TASK DESCRIPTION
Can you give each of the records below again with "thickest part" swapped for "widest part" and everything else left unchanged, omitting the pictures from your answer?

INFORMATION PROVIDED
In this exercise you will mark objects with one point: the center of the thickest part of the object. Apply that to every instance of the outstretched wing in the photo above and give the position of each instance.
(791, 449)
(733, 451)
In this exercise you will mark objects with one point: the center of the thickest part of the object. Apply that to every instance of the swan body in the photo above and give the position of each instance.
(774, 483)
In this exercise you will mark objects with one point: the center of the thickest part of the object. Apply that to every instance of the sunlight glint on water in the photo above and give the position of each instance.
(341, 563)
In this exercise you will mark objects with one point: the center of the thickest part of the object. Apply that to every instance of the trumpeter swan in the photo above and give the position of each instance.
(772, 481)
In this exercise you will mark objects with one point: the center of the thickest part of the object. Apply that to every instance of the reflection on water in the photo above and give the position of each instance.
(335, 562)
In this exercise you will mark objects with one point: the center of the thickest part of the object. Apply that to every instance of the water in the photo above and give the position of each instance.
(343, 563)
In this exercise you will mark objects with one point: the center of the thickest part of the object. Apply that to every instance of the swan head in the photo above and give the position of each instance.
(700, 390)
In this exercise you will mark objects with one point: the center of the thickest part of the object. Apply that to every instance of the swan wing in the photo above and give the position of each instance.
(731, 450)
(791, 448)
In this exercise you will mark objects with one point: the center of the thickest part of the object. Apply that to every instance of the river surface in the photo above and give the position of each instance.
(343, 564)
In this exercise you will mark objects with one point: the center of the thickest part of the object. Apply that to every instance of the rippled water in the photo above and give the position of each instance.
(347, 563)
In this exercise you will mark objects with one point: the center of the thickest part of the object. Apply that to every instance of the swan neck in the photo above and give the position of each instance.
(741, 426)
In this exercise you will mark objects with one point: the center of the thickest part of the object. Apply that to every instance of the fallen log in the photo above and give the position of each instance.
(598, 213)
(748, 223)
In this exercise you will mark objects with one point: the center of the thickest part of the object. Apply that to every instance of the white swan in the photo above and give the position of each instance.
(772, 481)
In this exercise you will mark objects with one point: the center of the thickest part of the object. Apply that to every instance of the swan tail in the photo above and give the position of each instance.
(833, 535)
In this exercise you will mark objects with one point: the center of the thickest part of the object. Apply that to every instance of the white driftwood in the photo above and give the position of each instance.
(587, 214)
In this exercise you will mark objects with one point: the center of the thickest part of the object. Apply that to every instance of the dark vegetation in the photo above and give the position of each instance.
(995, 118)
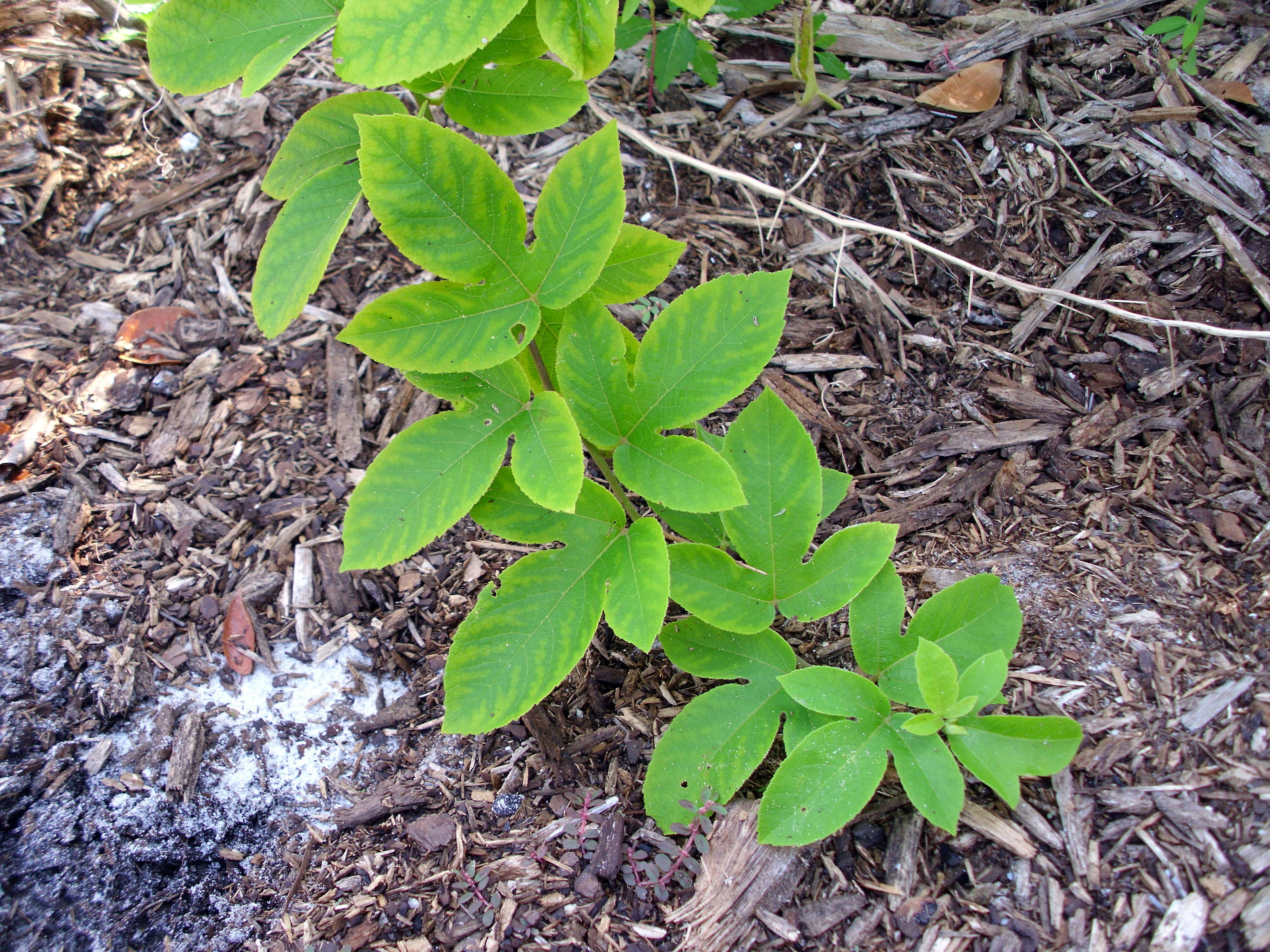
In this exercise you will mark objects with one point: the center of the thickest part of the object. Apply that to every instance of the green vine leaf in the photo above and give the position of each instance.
(932, 777)
(937, 677)
(783, 482)
(300, 244)
(521, 642)
(968, 620)
(581, 32)
(699, 354)
(827, 780)
(197, 46)
(877, 621)
(641, 261)
(1000, 748)
(514, 100)
(718, 741)
(431, 475)
(382, 43)
(445, 202)
(324, 138)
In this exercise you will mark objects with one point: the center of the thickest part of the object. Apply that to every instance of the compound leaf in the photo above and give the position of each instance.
(432, 474)
(547, 458)
(683, 469)
(516, 98)
(639, 262)
(697, 356)
(578, 218)
(876, 621)
(937, 677)
(719, 590)
(382, 43)
(445, 327)
(519, 43)
(968, 620)
(521, 642)
(825, 783)
(1000, 748)
(930, 775)
(780, 475)
(832, 691)
(299, 247)
(705, 529)
(441, 200)
(985, 678)
(581, 32)
(676, 46)
(718, 741)
(324, 136)
(834, 489)
(799, 723)
(197, 46)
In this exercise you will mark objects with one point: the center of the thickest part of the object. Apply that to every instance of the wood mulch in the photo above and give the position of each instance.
(1117, 475)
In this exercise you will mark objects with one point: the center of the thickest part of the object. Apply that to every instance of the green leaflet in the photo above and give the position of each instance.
(323, 138)
(825, 783)
(678, 468)
(877, 620)
(937, 677)
(985, 678)
(932, 777)
(695, 527)
(521, 642)
(514, 100)
(445, 327)
(445, 202)
(432, 474)
(197, 46)
(382, 43)
(698, 355)
(799, 723)
(641, 261)
(968, 621)
(441, 200)
(783, 482)
(581, 32)
(299, 247)
(519, 43)
(718, 741)
(834, 489)
(832, 691)
(719, 590)
(632, 31)
(676, 48)
(578, 219)
(999, 750)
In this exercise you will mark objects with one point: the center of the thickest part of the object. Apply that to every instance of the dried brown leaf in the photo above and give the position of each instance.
(975, 89)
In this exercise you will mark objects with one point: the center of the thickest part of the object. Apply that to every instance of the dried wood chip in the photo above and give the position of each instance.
(187, 757)
(1183, 926)
(739, 876)
(999, 830)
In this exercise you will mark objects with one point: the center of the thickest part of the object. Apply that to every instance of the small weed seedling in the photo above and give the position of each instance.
(518, 338)
(1186, 27)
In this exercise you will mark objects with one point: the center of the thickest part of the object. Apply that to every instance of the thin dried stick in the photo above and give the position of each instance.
(857, 225)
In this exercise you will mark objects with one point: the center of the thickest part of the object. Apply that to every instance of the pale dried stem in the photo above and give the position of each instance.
(857, 225)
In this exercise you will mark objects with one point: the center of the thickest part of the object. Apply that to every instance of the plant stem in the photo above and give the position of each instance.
(614, 484)
(592, 450)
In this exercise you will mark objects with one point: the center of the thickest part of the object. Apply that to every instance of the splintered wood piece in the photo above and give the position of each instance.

FINAL RESULT
In this exercise you will mark objects with one point: the center of the widest part of the object. Apply that to every instance of the outstretched wing in the photo above and give the position of each instance.
(791, 449)
(733, 451)
In this exercise you will mark objects with one point: the center of the widest part of the object. Apply that to every instance of the swan body in the photo above and give the position of each instance.
(774, 483)
In this exercise you will mark objects with one point: the center of the widest part of the object. Apply that to every instance of the sunlight glint on water in the photo above and give the position of each instance.
(341, 563)
In this exercise you will mark objects with one point: the center of the widest part of the object. Apply that to every instance of the trumpeter swan in the photo above and give the position of each instance.
(772, 481)
In this exercise you will mark objects with one point: the center of the widest part of the object. Apply that to every instance of the reflection on water in the photo above and give the position of each instance.
(335, 562)
In this exercise you will mark objects with one point: the center of the widest part of the object. Apply that to every instance of the water in the photo above and give the position of each instance.
(343, 563)
In this exercise you will mark objects with one point: the center of the widest part of the object. Apply that to every instance of the swan head in the photo above and give the position of each instance.
(700, 390)
In this exercise you will mark objects with one point: the center of the widest part of the object. Apply that to every instance of the swan wing in the photo above and give the position of each instance.
(731, 450)
(791, 448)
In this exercise you will mark objects with one point: the center of the widest part of the object. Apply that to every instance of the river surface in the photo above and give the position of each instance.
(343, 564)
In this exercise you will mark objects with one point: the center of the widest part of the object. Apply that to every instance of the rippled water in the photo above and give the position of each instance.
(347, 563)
In this exercise you will mark objects with one point: the center of the widest part of the object. Apply that to every instance of the swan neck in the photo above and give the position of each instance.
(741, 426)
In this exercise you will mark objects with one point: the center of the widest part of the object. Apply that to every instance of the fallen log in the photo above and give the position of each instance.
(598, 213)
(748, 223)
In this exercise you will mark objects with one point: the center of the widest part of the object. Apply that to every instance of the white swan in the photo above and give the position of each instance.
(772, 481)
In this exercise you will mark objects with one point: the center of the widest part of the object. Apply that to every instance of the swan tail in the photo above and give the position of each instance.
(833, 535)
In this exercise you will mark objects with one point: the center of the widest part of the object. Apply that to every instance of the white driftwood in the photo above and give the position of each instance.
(587, 214)
In this exercise you will mark objects with one point: the center of the widest part of the object. Apply that to every instance of the dark vegetation in the photo above and give the position of each instance.
(995, 118)
In this exercise you will mark objects with one point: the center of the widest part of the object. Apply that to every instance of the green vine leaf in the photo above and give the position of each instance.
(932, 777)
(937, 677)
(783, 482)
(300, 244)
(521, 642)
(968, 620)
(581, 32)
(699, 354)
(827, 780)
(197, 46)
(877, 621)
(641, 261)
(1000, 748)
(514, 100)
(718, 741)
(431, 475)
(382, 43)
(445, 202)
(324, 138)
In this exercise you will mark objects with one point: the center of the widest part of the object. Apply that to every instance of the compound leaf in the photo above and give the position of each instance.
(432, 474)
(547, 458)
(683, 469)
(516, 98)
(639, 262)
(697, 356)
(578, 218)
(876, 621)
(937, 677)
(719, 590)
(382, 43)
(445, 327)
(519, 43)
(968, 620)
(521, 642)
(825, 783)
(1000, 748)
(930, 775)
(780, 475)
(832, 691)
(299, 247)
(705, 529)
(441, 200)
(985, 678)
(581, 32)
(676, 46)
(718, 741)
(324, 136)
(834, 489)
(799, 723)
(197, 46)
In this exercise you will mark objects with one point: the center of the widest part of the object. Apply that to every instance of the wood mulch in the photo above and give the position of each instance.
(1117, 475)
In this exercise you will mark objects with one point: the center of the widest part of the object. Apply that to every instance of the green leaflet in the photo above and give the position of each instance.
(323, 138)
(825, 783)
(678, 468)
(877, 620)
(937, 677)
(985, 678)
(932, 777)
(695, 527)
(521, 642)
(514, 100)
(445, 327)
(445, 202)
(432, 474)
(197, 46)
(382, 43)
(698, 355)
(799, 723)
(641, 261)
(968, 621)
(441, 200)
(783, 482)
(581, 32)
(299, 247)
(519, 43)
(718, 741)
(834, 489)
(832, 691)
(719, 590)
(632, 31)
(676, 48)
(578, 219)
(999, 750)
In this exercise you will mark objects with one point: the center of the widest part of the object. Apply that to every instance of the dried brown leaf in the photo above and give the position of each instance.
(975, 89)
In this exercise you will mark objects with one point: the center of the widest part of the object. Apply that to every instance of the dried wood chip in the photo above and give the position of each instance.
(187, 757)
(1183, 926)
(739, 876)
(999, 830)
In this exercise you will mark objects with one point: the center of the widest part of the object. Apply that to every instance of the small weed seedling in the photo above and give the position of each instance.
(518, 338)
(1186, 27)
In this exercise you will mark objects with one point: the center of the widest part of the object. Apply that to every instance of the thin dried stick in the photo above and give the position of each instance.
(857, 225)
In this exercise you will mark objects with one point: the center of the widest part of the object. Apply that to every instance of the pale dried stem in the photo above and give the position of each instance.
(857, 225)
In this exercise you will mark objects with one point: the center of the widest part of the object. Apply that to every instance of the plant stem in the photo above and give the position of each instance.
(614, 484)
(592, 450)
In this exercise you will mark objects with one point: the center of the widest part of the object. Apply that to every instance of the splintered wood piece in the photo above and give the position of each instance.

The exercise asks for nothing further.